-- DATA RECORDS follows --
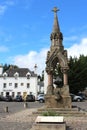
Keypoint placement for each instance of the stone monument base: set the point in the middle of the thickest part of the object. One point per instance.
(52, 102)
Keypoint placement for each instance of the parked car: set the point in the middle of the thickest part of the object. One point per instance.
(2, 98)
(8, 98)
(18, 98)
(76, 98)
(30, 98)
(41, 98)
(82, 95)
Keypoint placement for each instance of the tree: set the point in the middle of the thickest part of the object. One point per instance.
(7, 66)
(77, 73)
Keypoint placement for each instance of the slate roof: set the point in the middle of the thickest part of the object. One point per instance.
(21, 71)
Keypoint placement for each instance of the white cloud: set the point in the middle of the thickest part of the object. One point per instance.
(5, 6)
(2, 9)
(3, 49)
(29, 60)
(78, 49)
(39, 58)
-- DATA RECORDS concluded --
-- DATA RECORDS follows --
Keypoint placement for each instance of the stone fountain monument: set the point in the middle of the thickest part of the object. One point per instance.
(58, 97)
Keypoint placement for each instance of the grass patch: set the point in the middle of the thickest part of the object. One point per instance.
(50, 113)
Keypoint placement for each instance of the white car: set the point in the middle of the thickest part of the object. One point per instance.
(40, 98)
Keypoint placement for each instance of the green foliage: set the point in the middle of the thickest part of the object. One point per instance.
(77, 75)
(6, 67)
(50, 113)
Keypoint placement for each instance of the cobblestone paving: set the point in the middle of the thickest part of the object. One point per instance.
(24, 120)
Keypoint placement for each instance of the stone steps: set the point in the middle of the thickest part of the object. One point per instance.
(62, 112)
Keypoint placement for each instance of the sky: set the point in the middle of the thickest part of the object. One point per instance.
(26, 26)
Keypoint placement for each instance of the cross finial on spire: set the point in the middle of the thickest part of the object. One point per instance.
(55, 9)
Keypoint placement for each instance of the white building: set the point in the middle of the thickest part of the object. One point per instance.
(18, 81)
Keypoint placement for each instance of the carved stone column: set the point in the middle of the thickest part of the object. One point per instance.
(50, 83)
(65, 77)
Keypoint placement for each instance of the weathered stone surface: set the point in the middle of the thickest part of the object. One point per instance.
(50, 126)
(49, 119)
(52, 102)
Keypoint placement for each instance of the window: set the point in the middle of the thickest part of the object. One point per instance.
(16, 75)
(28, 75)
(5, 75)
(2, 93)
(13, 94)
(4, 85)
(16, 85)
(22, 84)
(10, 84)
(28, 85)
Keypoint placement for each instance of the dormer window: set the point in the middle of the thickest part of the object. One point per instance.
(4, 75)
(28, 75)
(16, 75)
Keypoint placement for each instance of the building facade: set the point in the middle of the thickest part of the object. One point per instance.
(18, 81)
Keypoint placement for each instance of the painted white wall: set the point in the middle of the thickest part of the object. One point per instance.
-- DATA RECORDS concluded --
From the records above, quote only the lines running from the line with "Keypoint placement for each instance of the white building: set" to the line with "Keypoint placement for each instance of the painted", both lines included.

Keypoint placement for each instance of the white building: set the point in the middle of the thickest part of the object. One point per instance.
(18, 81)
Keypoint placement for each instance of the carved stone column: set the point in the middle of the thickest part of the object. One point per instance.
(50, 83)
(65, 77)
Keypoint placement for each instance of the weathered stone surface: set the point in the middle of the thickest part of the object. One point per instance.
(50, 126)
(49, 119)
(52, 102)
Keypoint placement for each instance of the window: set the point in the middle of the thickest part of the object. One point per instance.
(16, 75)
(28, 75)
(5, 75)
(2, 93)
(13, 94)
(4, 85)
(16, 85)
(22, 84)
(10, 84)
(28, 85)
Keypoint placement for each instance of the dormer window: set the point in the middle of the thickest part of the object. One point per instance.
(4, 75)
(28, 75)
(16, 75)
Keypoint placement for each instance of the building facade: set the point in the middle of the thickest part of the object. One point per instance.
(18, 81)
Keypoint placement for each instance of the painted white wall: set the point in the middle of the thickest part of the object. One point per instance.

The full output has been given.